芸能・女子アナ 投稿日:2022.12.17 16:00FLASH編集部

ドラマ『silent』聖地巡礼で思い出す甘酸っぱい青春の記憶…相手の “心” をちゃんと聞いてきた?/女子アナ横井弘海のエンタメ時間

青葉紬役の川口春奈(写真・フジテレビ)

 

 12月22日、人気連続ドラマ『silent』(フジテレビ系)がついに最終回を迎えます。

 

 主人公の青羽紬(川口春奈)が、高校時代に幸せな日々を過ごした恋人の佐倉想(目黒蓮[Snow Man])と、音のない世界で “出会い直す” という、切なくも温かいラブストーリー。

 

 想は、地元・群馬を離れ、東京の大学へ進学したタイミングで、突然紬に別れを告げ、姿を消してしまう。それから8年の月日が流れ、紬は幼なじみで想の友人でもあった戸川湊斗 (鈴鹿央士)と将来を考えるように。

 

 

 そんなとき、紬が駅で偶然に想を見かけたことから、ドラマが始まります。想は、若年性の難聴を発症し、聴力を失っていたのです。

 

 このドラマをめぐって、今、あちこちでサイレントブームが巻き起こっています。

 

 いわゆる「見逃し配信」と呼ばれる民放公式テレビ配信サービス「TVer」では、再生数の記録を次々と塗り替え、歴代最高記録となる531万再生を達成。「SNS流行語大賞」2022年でも、第2位に「#silent」が選ばれました。

 

 実は、私は元テレビ東京の友人にすすめられ、途中から見始めてはまりました。ディレクターだった中島洋子さんがこんなふうに番組の魅力を熱く語ったことがきっかけです。

* _課題_:
• 1. 『silent』の記事によれば、TVerで達成した歴代最高の再生数はいくつか。
• 2. 『silent』の記事の内容を二文でまとめよ。
• 3. 『silent』の記事を、最後の文の後から書き継いでください。

データセットの項目

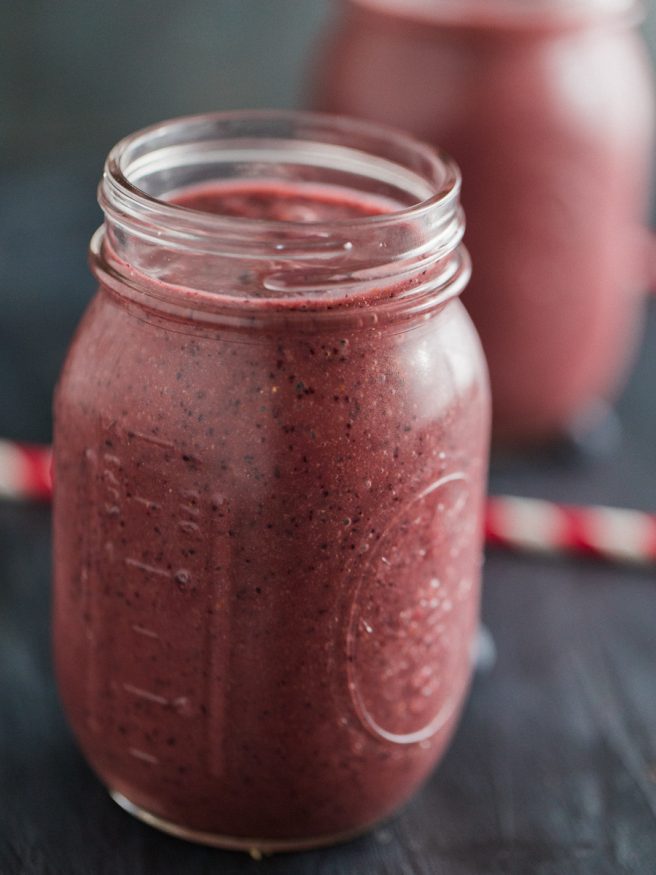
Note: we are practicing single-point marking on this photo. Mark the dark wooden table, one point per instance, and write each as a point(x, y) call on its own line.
point(553, 770)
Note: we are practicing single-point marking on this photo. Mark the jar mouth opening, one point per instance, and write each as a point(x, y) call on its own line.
point(510, 13)
point(144, 170)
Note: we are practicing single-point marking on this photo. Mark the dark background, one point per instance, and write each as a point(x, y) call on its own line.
point(553, 770)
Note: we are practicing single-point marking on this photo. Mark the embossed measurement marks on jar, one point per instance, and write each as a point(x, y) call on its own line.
point(155, 580)
point(411, 618)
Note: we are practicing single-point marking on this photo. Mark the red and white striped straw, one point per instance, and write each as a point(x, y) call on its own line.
point(526, 525)
point(536, 526)
point(25, 471)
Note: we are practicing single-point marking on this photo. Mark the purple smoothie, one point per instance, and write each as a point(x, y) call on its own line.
point(548, 109)
point(267, 545)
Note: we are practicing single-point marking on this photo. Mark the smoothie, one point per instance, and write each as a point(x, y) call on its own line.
point(267, 544)
point(548, 109)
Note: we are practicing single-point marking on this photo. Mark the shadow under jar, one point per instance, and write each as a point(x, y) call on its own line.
point(270, 452)
point(548, 108)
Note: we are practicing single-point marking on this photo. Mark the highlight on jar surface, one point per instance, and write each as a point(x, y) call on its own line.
point(270, 454)
point(548, 109)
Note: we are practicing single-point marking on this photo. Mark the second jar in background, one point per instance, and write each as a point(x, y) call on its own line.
point(548, 108)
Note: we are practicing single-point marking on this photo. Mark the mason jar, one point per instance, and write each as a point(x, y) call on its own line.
point(548, 108)
point(270, 455)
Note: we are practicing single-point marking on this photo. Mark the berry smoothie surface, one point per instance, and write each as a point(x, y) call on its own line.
point(267, 546)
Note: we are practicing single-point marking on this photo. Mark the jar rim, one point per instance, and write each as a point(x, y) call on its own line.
point(151, 242)
point(442, 181)
point(509, 13)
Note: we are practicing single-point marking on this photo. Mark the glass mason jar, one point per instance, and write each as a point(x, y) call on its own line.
point(270, 453)
point(548, 108)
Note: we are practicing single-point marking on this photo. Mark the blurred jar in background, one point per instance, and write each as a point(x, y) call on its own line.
point(548, 108)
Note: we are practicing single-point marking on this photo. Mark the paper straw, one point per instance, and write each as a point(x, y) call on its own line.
point(535, 526)
point(24, 471)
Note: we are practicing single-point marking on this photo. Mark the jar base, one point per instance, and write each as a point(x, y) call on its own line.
point(256, 847)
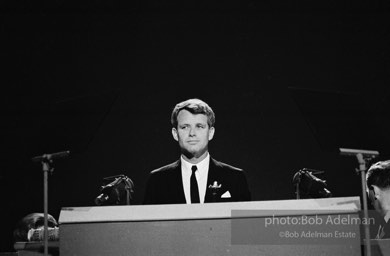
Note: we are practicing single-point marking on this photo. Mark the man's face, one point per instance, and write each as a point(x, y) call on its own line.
point(193, 133)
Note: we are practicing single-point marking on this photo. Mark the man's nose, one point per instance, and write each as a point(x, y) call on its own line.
point(192, 131)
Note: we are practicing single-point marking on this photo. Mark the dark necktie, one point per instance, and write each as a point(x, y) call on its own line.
point(194, 187)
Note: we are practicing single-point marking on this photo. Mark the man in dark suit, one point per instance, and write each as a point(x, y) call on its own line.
point(195, 177)
point(378, 189)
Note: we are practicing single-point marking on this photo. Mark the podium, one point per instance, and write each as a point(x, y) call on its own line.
point(204, 229)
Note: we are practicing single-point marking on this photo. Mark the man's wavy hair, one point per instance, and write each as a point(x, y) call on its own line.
point(379, 175)
point(194, 106)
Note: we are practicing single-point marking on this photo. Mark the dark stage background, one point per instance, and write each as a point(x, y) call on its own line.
point(290, 84)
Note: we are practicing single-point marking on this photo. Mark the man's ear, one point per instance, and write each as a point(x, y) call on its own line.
point(377, 191)
point(211, 133)
point(174, 134)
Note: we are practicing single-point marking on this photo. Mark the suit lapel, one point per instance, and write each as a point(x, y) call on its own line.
point(178, 181)
point(212, 176)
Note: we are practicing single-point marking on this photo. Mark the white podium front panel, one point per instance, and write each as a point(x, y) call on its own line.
point(204, 229)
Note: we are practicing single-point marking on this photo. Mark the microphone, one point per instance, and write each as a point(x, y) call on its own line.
point(354, 152)
point(118, 191)
point(310, 186)
point(49, 157)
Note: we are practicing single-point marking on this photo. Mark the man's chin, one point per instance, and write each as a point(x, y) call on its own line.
point(193, 153)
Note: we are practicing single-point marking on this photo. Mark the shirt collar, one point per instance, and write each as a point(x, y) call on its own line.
point(202, 165)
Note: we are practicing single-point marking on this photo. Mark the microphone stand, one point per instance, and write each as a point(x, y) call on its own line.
point(362, 157)
point(362, 169)
point(46, 160)
point(46, 168)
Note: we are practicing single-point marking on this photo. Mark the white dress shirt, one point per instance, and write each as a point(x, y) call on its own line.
point(201, 177)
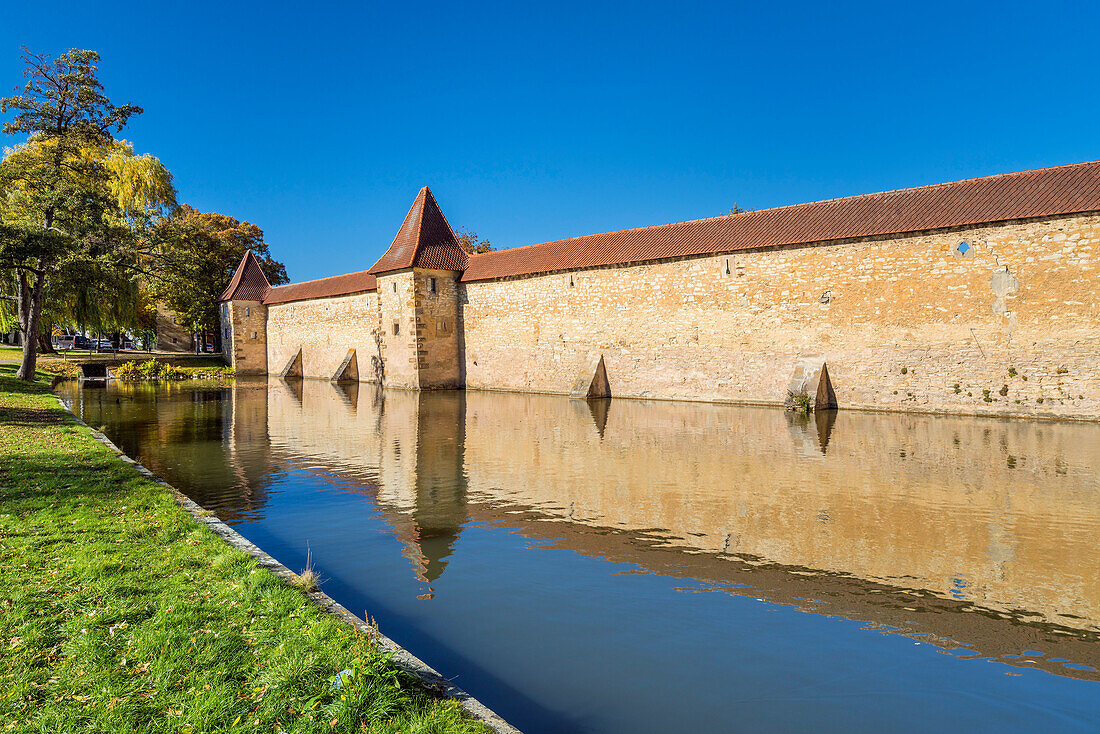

* _課題の解答_:
• 1. 531万再生。

• 2. 『silent』は、高校時代の恋人だった紬と想が、想が聴力を失ったあと音のない世界で出会い直すラブストーリーで、12月22日に最終回を迎える。このドラマはTVerで歴代最高の531万再生を達成し、「#silent」が「SNS流行語大賞」2022年の第2位に選ばれるなど、各所でブームを巻き起こしている。

• 3.
「主人公の2人だけでなく、周りの人たちみんなに感情移入してしまうくらい1人1人の描き方が丁寧で深い。

 

 耳が聞こえる人と、生まれつき耳が聞こえない人、途中から聞こえなくなった人の間にある壁、それを乗り越えていく過程を押しつけがましくなく、自然に理解して共感できるという意味で、社会的にも優れたドラマだと思う」

 

 この言葉を聞いて、即「TVer」を利用開始。仰るとおり、登場人物の誰もがよい人で、しかも切ない味を出していることに感動しました。第1回から見始めて、その後、何度も見返しては涙しています。

 

 ついに、ドラマの舞台として登場する小田急線「世田谷代田駅」にも出かけてしまいました。改札を出ると、目の前に美しい富士山が見える静かな小さい駅ですが、今は平日の昼間から若い女性たちが多数下車。想が座った駅前のベンチを順番待ちして記念写真を撮る聖地として賑わっていました。

 

 近所に住む知人は、ワンコとの散歩コースに立ち寄るカフェもロケで貸し切りになって入れないと、少しご機嫌斜めでしたが、お天気のいい日の散歩コースにオススメです。

 

 このあたりは、小田急線の地下化にともない、「東北沢駅」~「下北沢駅」~「世田谷代田駅」の線路跡地を開発して、オシャレな商業施設あり、可憐な草花が生い茂る遊歩道ありの「下北線路街」と呼ばれています。

 

 近隣の方にはしばらくにぎやかすぎるかもしれませんが、『silent』効果で、甘酸っぱい青春の街というような印象が新たに生まれたのではないでしょうか。

 

 聖地と言えば、想と紬がしばしば語り合うシーンで使われる目黒区駒場の「アネアカフェ松見坂」も、入店するのに行列ができていました。2人が座った窓際中央の席は、「silent席」としてネット予約を受け付けるそう。一度は座りたい、という気持ちもわかります。

 

 さて、ストーリーのみならず、ファッションやインテリア、音楽など、その世界観も含めて見どころ満載の『silent』は、登場人物が「言葉」についてよく語ります。それは、言葉を生業にしている自分にも、とても響くところです。

 

 たとえば、高校生の想が「言葉は何のためにあるのか」と作文で読むシーン。これは、ドラマを見ている私たちへの問いかけに違いないと思っています。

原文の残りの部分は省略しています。